━━━━━ 本文 ━━━━━
投稿欄(07年)
都知事選の結果について考えたこと 07年4月12日(木)
 4月8日(日)投・開票の統一地方選で、私たち憲法改悪反対・平和を求める立場から見て、大変厳しい結果が示されました。

 千葉県議選では、「無所属市民の会」の吉川ひろし候補が柏市区で高位当選を飾りましたが、社民党は3議席から1議席への惨敗で村上克子県連代表も議席を失い、市民ネットも2議席は維持したものの、山本友子代表が落選という結果に終わりました。共産党も前回失った議席の回復はなりませんでした。

 そして何と言っても、東京都知事選で石原慎太郎氏が圧倒的得票で3選されたことです。私は浅野史郎さんを支持し、浅野さんの出馬を求める運動から参加した立場であることをあらかじめおことわりし、吉田万三候補を支持した人々、あるいはどちらも支持できなかった人々の立場も尊重するものですが、「改革派知事」としての実績を引っ提げ、都政変革への情熱をかけて選挙を闘った浅野さんをもってしても、少なくとも得票数の面において、石原知事の足元にも及ばなかったことに、愕然とする思いです。
━━━━━
- [課題]: 上の本文から、「そして何と言っても、東京都知」で始まり「ことに、愕然とする思いです。」で終わる部分を、一字一句変えずに再掲してください。
━━━━━ データ欄 ━━━━━
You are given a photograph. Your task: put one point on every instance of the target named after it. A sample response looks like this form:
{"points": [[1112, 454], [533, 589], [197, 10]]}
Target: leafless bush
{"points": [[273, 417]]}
━━━━━
- [課題の出力]:
そして何と言っても、東京都知事選で石原慎太郎氏が圧倒的得票で3選されたことです。私は浅野史郎さんを支持し、浅野さんの出馬を求める運動から参加した立場であることをあらかじめおことわりし、吉田万三候補を支持した人々、あるいはどちらも支持できなかった人々の立場も尊重するものですが、「改革派知事」としての実績を引っ提げ、都政変革への情熱をかけて選挙を闘った浅野さんをもってしても、少なくとも得票数の面において、石原知事の足元にも及ばなかったことに、愕然とする思いです。